DATA FOR ANALYSIS:
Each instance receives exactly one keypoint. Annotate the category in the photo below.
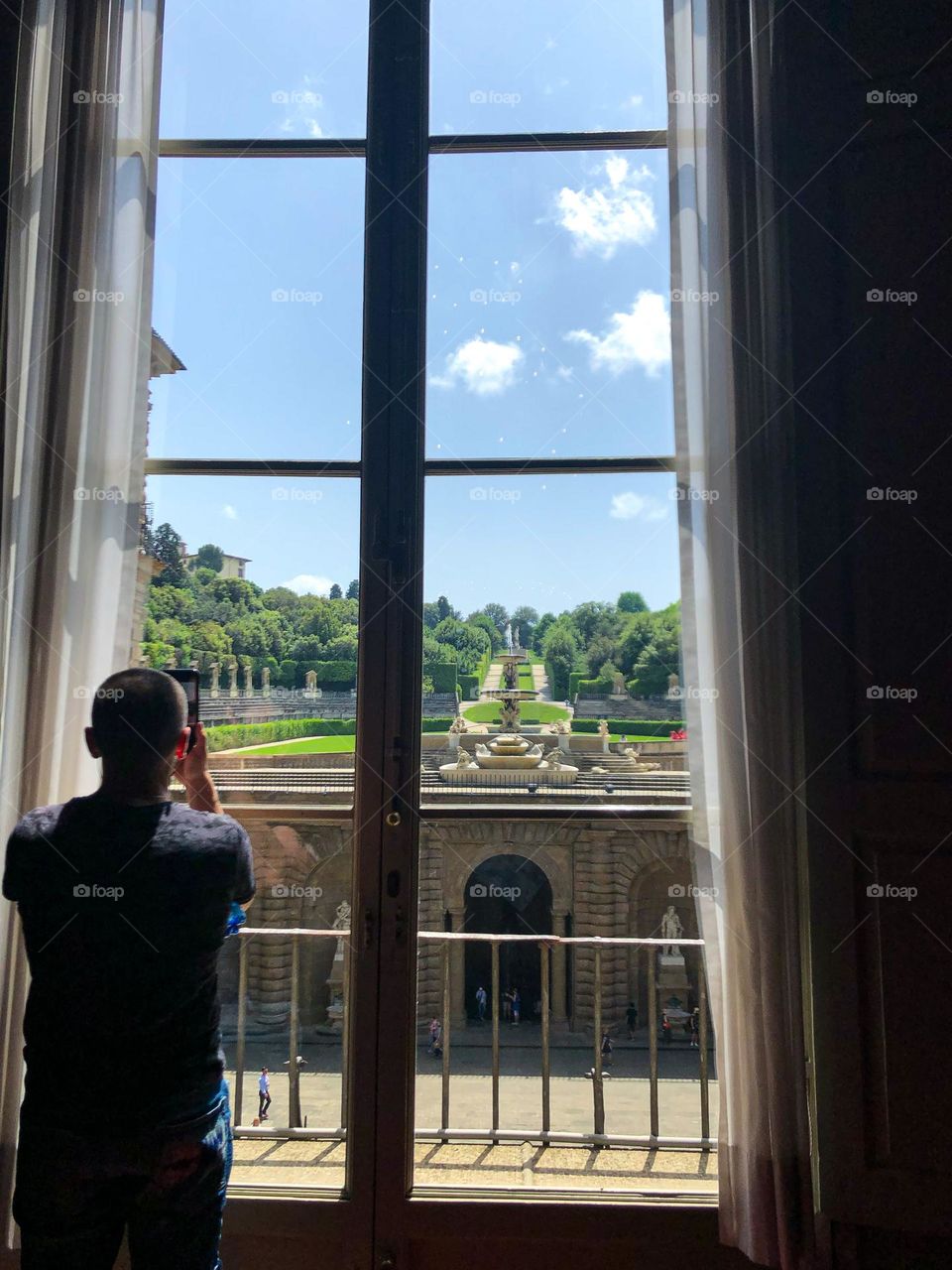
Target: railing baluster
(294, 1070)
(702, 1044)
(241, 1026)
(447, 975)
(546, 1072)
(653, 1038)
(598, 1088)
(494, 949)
--
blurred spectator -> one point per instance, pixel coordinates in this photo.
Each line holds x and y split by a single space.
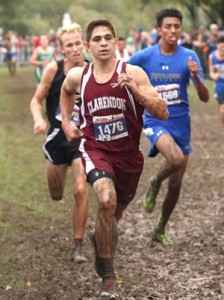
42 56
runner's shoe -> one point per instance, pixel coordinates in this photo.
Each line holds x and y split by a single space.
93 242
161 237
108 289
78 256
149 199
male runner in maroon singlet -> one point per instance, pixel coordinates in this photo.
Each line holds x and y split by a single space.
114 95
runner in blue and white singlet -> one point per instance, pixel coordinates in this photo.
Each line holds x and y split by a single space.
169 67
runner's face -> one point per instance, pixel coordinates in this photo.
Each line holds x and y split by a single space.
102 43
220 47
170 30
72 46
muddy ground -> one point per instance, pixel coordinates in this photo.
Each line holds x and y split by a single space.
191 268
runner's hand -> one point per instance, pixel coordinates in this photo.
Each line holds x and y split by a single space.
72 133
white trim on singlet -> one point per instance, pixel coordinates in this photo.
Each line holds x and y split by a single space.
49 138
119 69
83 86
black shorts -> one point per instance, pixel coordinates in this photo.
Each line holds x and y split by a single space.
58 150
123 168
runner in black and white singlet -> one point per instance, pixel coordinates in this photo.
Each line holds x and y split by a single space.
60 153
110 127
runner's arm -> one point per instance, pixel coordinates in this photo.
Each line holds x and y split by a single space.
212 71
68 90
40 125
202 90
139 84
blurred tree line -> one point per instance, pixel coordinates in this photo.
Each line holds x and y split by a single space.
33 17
==
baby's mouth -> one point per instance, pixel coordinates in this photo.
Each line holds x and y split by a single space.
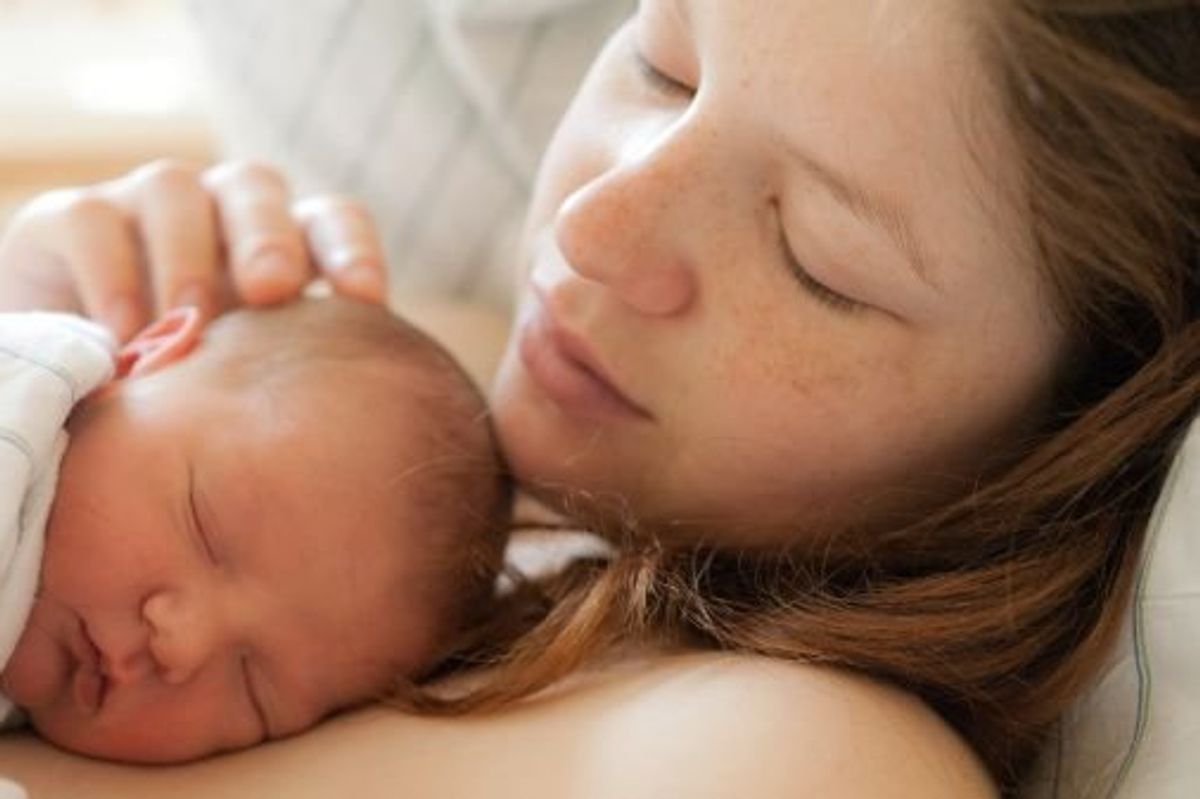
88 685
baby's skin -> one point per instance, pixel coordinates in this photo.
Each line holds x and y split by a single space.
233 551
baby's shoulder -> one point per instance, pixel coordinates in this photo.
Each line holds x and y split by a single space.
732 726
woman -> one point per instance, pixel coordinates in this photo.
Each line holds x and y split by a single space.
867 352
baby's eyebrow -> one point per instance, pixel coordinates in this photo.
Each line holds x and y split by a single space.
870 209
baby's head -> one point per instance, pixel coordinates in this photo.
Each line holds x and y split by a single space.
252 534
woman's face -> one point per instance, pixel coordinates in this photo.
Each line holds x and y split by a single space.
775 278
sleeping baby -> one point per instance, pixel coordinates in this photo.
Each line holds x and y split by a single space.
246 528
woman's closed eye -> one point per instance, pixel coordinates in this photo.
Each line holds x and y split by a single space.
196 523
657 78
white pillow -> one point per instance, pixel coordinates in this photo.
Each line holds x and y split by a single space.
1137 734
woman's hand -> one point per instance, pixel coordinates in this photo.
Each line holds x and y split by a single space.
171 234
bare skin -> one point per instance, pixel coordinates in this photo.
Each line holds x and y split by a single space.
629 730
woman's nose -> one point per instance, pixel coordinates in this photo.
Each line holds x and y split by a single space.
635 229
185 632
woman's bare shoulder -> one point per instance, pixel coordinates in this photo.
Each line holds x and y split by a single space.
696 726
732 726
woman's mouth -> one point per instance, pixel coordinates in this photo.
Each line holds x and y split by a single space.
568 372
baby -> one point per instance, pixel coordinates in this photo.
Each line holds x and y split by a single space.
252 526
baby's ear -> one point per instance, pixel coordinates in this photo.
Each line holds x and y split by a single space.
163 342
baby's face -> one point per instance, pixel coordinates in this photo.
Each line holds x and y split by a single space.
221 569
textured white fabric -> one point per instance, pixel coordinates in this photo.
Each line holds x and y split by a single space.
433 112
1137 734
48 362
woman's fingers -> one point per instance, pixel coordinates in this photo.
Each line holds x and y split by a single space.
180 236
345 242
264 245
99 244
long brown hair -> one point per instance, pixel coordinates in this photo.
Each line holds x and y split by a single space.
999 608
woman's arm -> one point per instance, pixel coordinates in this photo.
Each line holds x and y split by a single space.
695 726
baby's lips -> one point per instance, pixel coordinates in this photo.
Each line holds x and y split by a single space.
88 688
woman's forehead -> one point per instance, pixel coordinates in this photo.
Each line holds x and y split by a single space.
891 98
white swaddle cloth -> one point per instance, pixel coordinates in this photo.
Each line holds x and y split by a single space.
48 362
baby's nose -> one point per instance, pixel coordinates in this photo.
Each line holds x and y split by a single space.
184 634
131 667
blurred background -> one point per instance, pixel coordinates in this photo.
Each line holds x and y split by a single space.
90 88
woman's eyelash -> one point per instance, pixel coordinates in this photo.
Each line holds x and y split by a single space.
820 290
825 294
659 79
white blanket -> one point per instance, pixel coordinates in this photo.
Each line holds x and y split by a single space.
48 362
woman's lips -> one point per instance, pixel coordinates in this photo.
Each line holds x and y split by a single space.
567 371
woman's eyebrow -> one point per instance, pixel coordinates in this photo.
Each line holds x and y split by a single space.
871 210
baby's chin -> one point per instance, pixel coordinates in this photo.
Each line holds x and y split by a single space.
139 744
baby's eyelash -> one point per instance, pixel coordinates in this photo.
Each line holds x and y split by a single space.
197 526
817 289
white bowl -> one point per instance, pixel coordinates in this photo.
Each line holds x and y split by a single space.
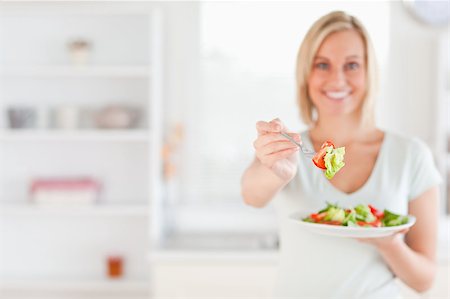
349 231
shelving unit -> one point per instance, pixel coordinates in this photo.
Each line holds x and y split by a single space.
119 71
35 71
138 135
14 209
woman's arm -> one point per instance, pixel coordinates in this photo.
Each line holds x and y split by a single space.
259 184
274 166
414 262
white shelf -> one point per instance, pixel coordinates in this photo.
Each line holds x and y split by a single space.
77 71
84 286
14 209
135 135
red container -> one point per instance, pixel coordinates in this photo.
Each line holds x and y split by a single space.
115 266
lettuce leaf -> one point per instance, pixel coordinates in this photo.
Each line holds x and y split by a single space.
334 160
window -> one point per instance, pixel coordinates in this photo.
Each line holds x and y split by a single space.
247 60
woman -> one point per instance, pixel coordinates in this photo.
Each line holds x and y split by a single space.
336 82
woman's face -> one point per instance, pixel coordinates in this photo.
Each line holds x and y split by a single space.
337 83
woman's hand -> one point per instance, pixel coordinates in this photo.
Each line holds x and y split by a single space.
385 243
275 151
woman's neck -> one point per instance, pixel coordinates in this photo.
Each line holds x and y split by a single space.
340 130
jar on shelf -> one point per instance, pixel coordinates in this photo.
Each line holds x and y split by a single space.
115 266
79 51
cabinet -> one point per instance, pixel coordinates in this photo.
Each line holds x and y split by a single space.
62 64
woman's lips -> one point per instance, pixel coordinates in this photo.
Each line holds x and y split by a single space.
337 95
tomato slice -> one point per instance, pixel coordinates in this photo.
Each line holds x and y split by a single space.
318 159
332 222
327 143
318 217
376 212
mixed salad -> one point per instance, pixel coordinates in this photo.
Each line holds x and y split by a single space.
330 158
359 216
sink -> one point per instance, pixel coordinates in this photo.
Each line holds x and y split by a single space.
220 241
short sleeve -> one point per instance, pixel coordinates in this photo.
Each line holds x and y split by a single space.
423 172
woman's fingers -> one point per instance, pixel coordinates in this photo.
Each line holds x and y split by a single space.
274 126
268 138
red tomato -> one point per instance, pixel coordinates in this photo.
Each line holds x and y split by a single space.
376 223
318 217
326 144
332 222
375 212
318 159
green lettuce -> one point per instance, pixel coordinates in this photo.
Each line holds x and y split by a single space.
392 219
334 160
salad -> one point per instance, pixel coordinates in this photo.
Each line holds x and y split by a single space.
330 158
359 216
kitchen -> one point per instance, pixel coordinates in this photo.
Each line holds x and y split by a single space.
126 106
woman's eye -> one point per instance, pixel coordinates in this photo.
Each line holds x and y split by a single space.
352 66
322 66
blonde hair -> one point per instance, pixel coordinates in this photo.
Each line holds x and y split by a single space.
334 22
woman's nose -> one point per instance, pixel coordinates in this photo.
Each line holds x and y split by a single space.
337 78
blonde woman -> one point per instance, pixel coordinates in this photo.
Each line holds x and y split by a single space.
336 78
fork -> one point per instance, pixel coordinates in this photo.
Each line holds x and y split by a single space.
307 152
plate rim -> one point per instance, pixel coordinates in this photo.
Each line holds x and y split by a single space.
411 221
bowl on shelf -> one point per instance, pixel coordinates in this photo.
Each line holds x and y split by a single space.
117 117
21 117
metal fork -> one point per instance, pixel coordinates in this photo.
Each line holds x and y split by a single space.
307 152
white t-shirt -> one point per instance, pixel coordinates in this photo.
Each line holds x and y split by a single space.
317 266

WORK INSTRUCTIONS: Please copy, exactly and with nothing else, the lines above beginning at the line that has "runner in blue" and ending with the line that has "blurred tree line".

ANSWER TO THIS TASK:
runner in blue and white singlet -> one point per instance, pixel coordinates in this photo.
Each line holds x and y split by a single space.
169 67
runner's face -> one point per instance, pixel coordinates in this photo.
Each line holds x and y split by a single space.
102 43
220 47
170 30
72 46
muddy ground -> one point per instance, pixel coordinates in this photo.
Each line holds x and y split by a single space.
191 268
runner's hand -> one point per instance, pixel coordinates in this photo.
Each line holds x and y split by a single space.
72 133
white trim on singlet -> one point per instance, pixel coordinates in this photo.
Each line holds x and y split by a single space.
49 138
119 69
83 86
black shorts -> one point per instance, pixel coordinates in this photo.
Each line holds x and y split by a single space.
58 150
123 168
runner in black and white singlet -> one point per instance, pixel coordinates in this photo.
Each line holds x and y split by a single space.
60 153
110 127
runner's arm -> one point per instance, pixel coordinates in this photo.
Each line holds x and y split by a single space.
212 71
68 90
40 125
202 90
139 84
blurred tree line -> one point per instance, pixel coordinates in this photo.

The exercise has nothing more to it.